═════ PROVIDED RECORDS

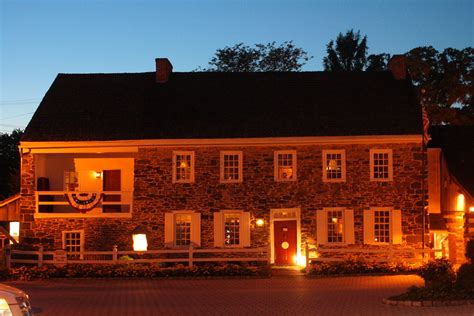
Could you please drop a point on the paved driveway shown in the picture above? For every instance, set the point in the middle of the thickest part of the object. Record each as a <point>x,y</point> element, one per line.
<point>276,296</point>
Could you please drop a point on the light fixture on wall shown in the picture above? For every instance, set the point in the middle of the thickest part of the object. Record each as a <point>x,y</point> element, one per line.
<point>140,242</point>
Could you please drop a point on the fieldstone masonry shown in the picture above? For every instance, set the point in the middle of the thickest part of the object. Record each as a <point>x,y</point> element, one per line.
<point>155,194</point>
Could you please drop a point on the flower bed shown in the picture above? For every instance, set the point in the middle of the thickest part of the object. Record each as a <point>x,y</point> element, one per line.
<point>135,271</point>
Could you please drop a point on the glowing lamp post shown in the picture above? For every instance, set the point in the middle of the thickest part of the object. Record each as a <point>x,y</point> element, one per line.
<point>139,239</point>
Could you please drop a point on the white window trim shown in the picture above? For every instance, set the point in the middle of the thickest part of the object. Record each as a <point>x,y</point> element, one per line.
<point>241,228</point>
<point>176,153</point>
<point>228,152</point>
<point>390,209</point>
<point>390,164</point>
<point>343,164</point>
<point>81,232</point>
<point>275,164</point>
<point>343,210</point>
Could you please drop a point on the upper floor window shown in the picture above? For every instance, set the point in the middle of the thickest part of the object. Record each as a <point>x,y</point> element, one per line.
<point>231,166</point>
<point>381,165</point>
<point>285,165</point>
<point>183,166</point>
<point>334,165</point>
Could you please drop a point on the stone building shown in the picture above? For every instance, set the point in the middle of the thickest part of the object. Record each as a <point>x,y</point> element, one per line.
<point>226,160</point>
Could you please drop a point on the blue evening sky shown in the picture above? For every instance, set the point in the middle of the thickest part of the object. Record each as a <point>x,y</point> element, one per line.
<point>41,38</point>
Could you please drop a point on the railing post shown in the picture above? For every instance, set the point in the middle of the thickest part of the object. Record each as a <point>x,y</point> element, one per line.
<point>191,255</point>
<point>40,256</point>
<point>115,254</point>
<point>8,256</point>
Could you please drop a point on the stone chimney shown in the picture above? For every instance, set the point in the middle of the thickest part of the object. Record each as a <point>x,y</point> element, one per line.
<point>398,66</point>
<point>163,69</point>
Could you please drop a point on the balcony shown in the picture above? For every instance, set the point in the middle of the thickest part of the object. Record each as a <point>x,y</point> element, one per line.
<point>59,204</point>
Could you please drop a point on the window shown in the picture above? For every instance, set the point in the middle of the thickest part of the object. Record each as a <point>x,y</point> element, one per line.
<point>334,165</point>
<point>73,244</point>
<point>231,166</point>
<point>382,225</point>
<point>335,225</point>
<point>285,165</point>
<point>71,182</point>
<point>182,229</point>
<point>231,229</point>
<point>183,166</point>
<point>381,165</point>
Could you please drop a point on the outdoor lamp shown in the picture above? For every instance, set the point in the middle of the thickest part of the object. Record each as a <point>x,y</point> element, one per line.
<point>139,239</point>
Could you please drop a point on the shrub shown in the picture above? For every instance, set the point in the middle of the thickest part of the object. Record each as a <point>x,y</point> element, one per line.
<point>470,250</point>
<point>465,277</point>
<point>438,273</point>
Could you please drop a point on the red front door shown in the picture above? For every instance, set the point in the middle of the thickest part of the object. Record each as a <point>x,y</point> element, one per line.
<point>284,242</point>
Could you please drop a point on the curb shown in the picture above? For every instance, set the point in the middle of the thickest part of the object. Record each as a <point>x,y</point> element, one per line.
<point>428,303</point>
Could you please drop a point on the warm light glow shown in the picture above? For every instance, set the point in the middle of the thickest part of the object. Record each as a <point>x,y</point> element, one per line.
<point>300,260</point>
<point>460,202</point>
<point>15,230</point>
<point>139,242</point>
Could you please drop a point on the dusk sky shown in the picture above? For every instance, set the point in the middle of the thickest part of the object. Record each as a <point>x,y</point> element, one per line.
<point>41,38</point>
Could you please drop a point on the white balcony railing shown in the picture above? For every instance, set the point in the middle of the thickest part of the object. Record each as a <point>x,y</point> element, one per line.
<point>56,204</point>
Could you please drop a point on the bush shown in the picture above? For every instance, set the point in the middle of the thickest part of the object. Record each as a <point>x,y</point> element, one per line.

══════════

An exact copy of every entry above is required, without the pictures.

- **EXERCISE RESULT**:
Could you please drop a point on the paved driveway shown in the picture above? For every instance, set the point in the middle of the thickest part of the object. Record each as a <point>x,y</point> element, one per line.
<point>276,296</point>
Could you please drop a point on the light fixture on wall shown in the picture above? For every instance, set the point in the middle of the thickest part of the object. Record each as a <point>x,y</point> element, one per line.
<point>140,242</point>
Could you please drop a point on the fieldstone masonry shown in the picture above? For every instance, set the point in the middle of the thickest part of the object. Record each as a <point>x,y</point> element, one per line.
<point>155,194</point>
Could you please drop a point on the flower bed shown in the picture above? For every instance, set the point in the middle of the thickest part of the object. Record each as a <point>x,y</point> element, one per line.
<point>135,271</point>
Could you please drop a point on the glowing lamp post shown in the picture above? For every instance, set the point in the middle of the thickest part of the object. Record each as a <point>x,y</point> element, one per line.
<point>139,239</point>
Could you please drop a point on the white window trim shown in the picture above? For every instance, set the point in the middle of the thickest part of the object. Record each as a <point>x,y</point> element, one per line.
<point>241,228</point>
<point>176,153</point>
<point>228,152</point>
<point>390,209</point>
<point>390,164</point>
<point>343,164</point>
<point>81,232</point>
<point>275,164</point>
<point>343,210</point>
Could you please drop a point on the upper floor window shown in the picture above? For every instance, set the point in the middle of the thickest part of the object. Record each as a <point>x,y</point> element, one per line.
<point>231,166</point>
<point>381,165</point>
<point>285,165</point>
<point>183,166</point>
<point>334,165</point>
Could you please drop a point on the stone building shown in the picture above? For every instance, set the point in the middle of the thickest part of the object. Record each as a <point>x,y</point> element, one per line.
<point>226,160</point>
Could you please drop a point on the blue evening sky shown in the picture above? For every instance, set the point in the middle of the thickest part of the object. Record each as a <point>x,y</point> element, one per line.
<point>41,38</point>
Could you please drop a point on the railing post shown in the picture above? For every instance, set the point in the middle of the thickest part of the object. Record each as a <point>x,y</point> element, one per line.
<point>191,255</point>
<point>40,256</point>
<point>115,254</point>
<point>8,256</point>
Could you please drop a point on the stone chimney shown in the picture above? For every instance, set the point in the middle of the thickest part of the object. Record each as a <point>x,y</point> element, one per line.
<point>398,66</point>
<point>163,69</point>
Could you please drop a point on the balcony shown in the picture above? For every instance, set the point in the middle of the thickest part of the object. Record each as a <point>x,y</point> element, one per line.
<point>59,204</point>
Could you please drop a point on the window shown in the picture above? For every instance, set the point in the middle of the thickest part of the object. Record each as a <point>x,y</point> element, one per line.
<point>334,165</point>
<point>73,244</point>
<point>231,166</point>
<point>382,225</point>
<point>335,225</point>
<point>285,165</point>
<point>71,182</point>
<point>182,229</point>
<point>231,229</point>
<point>183,166</point>
<point>381,165</point>
Could you please drop a point on the outdoor lamp shown in the picture above? For every instance, set the point in the middle of the thickest part of the object. Record each as a <point>x,y</point> element, one per line.
<point>139,239</point>
Could you please drop a point on the shrub shown in the picture above? For every instance, set the point in the middle of the thickest part of the object. Record each as a <point>x,y</point> element, one per line.
<point>470,250</point>
<point>465,277</point>
<point>438,273</point>
Could you please drop a point on the red front door shown in the picture above? For every instance, set the point in the middle of the thickest part of the object. Record each as a <point>x,y</point> element, one per line.
<point>284,242</point>
Could you please drop a point on the curb shown in the picture above? For every instance, set the point in the middle of the thickest part of the object. Record each as a <point>x,y</point> element, one per line.
<point>428,303</point>
Could you please drop a point on the warm light glow shown in the picture above? For every instance, set the point in the middle of the thickest part of the object. Record each as a <point>x,y</point> element, one per line.
<point>300,260</point>
<point>460,202</point>
<point>15,230</point>
<point>139,242</point>
Could you please drop a point on the dusk sky shown in the picture above? For every instance, set the point in the middle of the thickest part of the object. Record each as a <point>x,y</point> element, one per line.
<point>41,38</point>
Could you please drop a point on the white balcony railing shown in the picture above? For every instance, set the point in the middle of the thickest part of the object. Record each as a <point>x,y</point> element, one per line.
<point>56,204</point>
Could you please drop a point on the bush shown in the picture above? For every instance, set the point in the middle of the thickest part of the object. Record each as a <point>x,y</point> element, one per line.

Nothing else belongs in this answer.